::: TEXT

I love Emacs. I’ve been using it since late 2017 and have had an on and off again relationship with it. It’s a great tool for anyone who likes to tinker around with software. Like any relationship, there are some pain points I have that consistently want to push me away from Emacs, one of which is performance.

I’ve used Doom Emacs for a really long time and hlissner has done an incredible job of building a fantastic configuration setup, and compared to other configuration frameworks I’ve used, Doom is the most performant and most versatile. That being said, no matter how much optimization is done on the configuration side, Emacs can still be extremely slow, especially compared to it’s Vim counterpart.

Cue GCC Emacs

GCC Emacs is a branch of the main Emacs repository that uses libgccjit, a pseudo-JIT compiler which compiles elisp to native code. You can see all updates from the author here and try to understand exactly what’s happening. This provides an exceptionally large performance boost in everything Emacs does from startup time to normal day-to-day work. It also appears to help manage the amount of C code that needs to be written in the underlying Emacs engines. See the Emacs Wiki for more info on how it works and more detailed instructions than what I’m about to give.

Get up and running

I’ve run this on Arch linux only so far so here are the steps I followed in order to get it running. Here’s the build documentation for more information on the flags used to configure and compile. Some used here can be omitted if you don’t want them.

Note: I highly advise against using the AUR package for GCC Emacs and instead just bulid it yourself

# Install libgccjit: https://aur.archlinux.org/packages/libgccjit/
$ yay -S libgccjit

# Install CMake (required for VTerm. Ignore if you want)
$ sudo pacman -S cmake

# Clone Emacs repo and checkout `feature/native-comp`
$ git clone git://git.savannah.gnu.org/emacs.git -b feature/native-comp
$ cd emacs

# Build
$ ./autogen.sh
$ ./configure --with-nativecomp --with-dbus --with-gif --with-png --with-jpeg --with-libsystemd --with-rsvg --with-modules
$ make -j$(nproc)

::::::

SET PROBLEM 1 – From the GCC Emacs post, extract the passage starting at "I’ve used Doom" and ending at "it’s Vim counterpart.".
SET PROBLEM 2 – What kind of compiler is libgccjit, according to the GCC Emacs post, and what does it compile?

::: INFORMATION SHOWN

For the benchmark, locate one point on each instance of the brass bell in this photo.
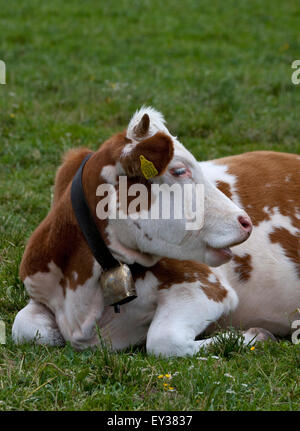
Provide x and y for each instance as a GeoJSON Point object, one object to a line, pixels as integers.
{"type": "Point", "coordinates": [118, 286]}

::::::
::: INFORMATION SHOWN

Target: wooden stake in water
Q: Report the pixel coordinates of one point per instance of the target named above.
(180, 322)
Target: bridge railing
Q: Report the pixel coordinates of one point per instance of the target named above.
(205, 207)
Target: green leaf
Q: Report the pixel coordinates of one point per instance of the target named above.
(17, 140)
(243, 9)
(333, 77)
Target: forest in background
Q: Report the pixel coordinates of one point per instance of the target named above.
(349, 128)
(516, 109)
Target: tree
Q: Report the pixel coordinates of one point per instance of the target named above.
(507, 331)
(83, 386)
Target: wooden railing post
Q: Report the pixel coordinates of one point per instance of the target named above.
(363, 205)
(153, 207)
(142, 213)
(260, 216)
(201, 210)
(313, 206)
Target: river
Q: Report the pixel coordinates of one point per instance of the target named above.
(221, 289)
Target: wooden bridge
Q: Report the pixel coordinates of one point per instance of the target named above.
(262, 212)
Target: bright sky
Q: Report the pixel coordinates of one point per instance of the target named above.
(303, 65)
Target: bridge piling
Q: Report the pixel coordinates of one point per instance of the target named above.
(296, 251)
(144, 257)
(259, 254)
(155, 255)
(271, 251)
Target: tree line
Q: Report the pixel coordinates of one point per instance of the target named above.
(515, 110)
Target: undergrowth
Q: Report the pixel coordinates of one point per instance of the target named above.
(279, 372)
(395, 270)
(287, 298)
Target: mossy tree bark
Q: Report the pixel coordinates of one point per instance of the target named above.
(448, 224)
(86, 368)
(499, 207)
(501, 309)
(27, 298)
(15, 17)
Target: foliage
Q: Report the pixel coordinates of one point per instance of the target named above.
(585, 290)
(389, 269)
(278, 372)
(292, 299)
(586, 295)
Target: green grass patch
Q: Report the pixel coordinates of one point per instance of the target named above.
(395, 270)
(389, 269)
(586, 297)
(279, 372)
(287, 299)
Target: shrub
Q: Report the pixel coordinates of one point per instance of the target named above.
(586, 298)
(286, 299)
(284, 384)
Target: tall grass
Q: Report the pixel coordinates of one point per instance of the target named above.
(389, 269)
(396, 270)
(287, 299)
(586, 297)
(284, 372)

::::::
::: INFORMATION SHOWN

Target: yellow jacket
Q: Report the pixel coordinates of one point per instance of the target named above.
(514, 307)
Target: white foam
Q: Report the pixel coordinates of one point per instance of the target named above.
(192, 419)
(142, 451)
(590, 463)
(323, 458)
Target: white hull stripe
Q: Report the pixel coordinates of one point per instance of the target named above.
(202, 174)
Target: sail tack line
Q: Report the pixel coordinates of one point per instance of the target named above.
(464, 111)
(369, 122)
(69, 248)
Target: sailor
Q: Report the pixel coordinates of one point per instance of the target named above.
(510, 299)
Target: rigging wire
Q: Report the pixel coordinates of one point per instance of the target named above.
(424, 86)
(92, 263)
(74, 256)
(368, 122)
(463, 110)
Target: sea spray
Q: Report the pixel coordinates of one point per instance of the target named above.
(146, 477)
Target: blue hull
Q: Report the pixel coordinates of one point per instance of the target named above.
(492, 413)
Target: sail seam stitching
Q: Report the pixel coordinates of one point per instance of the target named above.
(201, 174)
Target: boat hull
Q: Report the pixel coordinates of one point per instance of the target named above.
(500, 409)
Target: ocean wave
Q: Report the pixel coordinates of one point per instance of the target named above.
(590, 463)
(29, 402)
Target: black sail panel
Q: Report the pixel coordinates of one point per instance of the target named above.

::::::

EXERCISE OUTPUT 1 –
I’ve used Doom Emacs for a really long time and hlissner has done an incredible job of building a fantastic configuration setup, and compared to other configuration frameworks I’ve used, Doom is the most performant and most versatile. That being said, no matter how much optimization is done on the configuration side, Emacs can still be extremely slow, especially compared to it’s Vim counterpart.

EXERCISE OUTPUT 2 – It is a pseudo-JIT compiler that compiles elisp to native code.